Your objective
Find the word "below" in the records and copy every line where it occurs.
*** Entries shown ***
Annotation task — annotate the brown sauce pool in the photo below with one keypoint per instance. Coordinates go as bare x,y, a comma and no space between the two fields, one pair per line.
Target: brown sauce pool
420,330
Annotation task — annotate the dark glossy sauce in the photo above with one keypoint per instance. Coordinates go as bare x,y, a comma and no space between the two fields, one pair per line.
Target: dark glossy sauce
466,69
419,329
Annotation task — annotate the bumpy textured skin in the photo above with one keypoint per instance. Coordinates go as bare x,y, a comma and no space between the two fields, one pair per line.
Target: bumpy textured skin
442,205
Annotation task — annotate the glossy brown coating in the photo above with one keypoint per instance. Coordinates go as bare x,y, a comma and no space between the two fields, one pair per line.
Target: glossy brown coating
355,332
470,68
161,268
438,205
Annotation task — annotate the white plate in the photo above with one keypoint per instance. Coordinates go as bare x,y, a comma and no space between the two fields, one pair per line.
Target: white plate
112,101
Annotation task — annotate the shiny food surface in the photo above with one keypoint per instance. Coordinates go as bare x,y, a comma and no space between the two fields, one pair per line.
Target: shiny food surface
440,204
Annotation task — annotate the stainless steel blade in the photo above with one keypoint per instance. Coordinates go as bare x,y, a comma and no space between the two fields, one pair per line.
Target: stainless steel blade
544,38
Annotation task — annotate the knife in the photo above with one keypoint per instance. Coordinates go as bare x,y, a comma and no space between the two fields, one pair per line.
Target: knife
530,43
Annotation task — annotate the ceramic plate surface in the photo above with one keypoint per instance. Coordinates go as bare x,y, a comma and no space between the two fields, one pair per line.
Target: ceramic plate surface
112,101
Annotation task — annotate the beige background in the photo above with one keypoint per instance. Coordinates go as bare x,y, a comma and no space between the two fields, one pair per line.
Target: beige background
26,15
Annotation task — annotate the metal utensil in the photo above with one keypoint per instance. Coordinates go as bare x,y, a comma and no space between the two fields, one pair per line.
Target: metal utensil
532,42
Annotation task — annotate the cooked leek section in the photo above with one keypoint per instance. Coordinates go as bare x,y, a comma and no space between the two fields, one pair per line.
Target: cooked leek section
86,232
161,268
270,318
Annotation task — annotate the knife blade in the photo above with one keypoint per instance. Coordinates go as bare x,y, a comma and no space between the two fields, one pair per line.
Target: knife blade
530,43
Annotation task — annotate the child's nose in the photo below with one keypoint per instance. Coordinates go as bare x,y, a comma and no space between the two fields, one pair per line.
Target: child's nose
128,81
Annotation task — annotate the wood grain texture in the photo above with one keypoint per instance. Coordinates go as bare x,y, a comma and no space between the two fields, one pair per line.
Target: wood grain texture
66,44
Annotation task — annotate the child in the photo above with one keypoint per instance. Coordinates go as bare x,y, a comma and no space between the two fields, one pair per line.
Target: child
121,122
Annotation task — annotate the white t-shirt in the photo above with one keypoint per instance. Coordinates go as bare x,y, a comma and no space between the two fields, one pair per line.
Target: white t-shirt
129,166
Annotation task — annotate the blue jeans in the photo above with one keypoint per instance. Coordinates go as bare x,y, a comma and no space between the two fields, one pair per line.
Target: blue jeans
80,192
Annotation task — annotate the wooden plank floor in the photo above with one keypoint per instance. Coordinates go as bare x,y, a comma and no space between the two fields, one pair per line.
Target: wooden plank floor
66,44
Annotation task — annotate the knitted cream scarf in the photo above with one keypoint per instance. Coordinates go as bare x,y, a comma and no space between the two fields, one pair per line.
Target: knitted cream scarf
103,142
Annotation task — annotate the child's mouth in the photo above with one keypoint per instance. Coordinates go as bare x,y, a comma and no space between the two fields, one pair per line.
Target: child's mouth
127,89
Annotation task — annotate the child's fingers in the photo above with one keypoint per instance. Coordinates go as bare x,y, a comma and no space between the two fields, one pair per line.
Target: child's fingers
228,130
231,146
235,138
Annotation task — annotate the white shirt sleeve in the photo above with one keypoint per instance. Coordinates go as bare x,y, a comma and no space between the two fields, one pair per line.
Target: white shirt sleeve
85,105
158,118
***
Solution to this exercise
Annotation task — annotate the brown sauce pool in the photo below with one keypoint per instance. Coordinates go as bare x,y, a comma and no space between the two fields, one pair per line.
Annotation task — annotate the child's nose in the photo below with one keypoint per instance. Coordinates go as bare x,y, a comma and no space between the two fields, one pair per line.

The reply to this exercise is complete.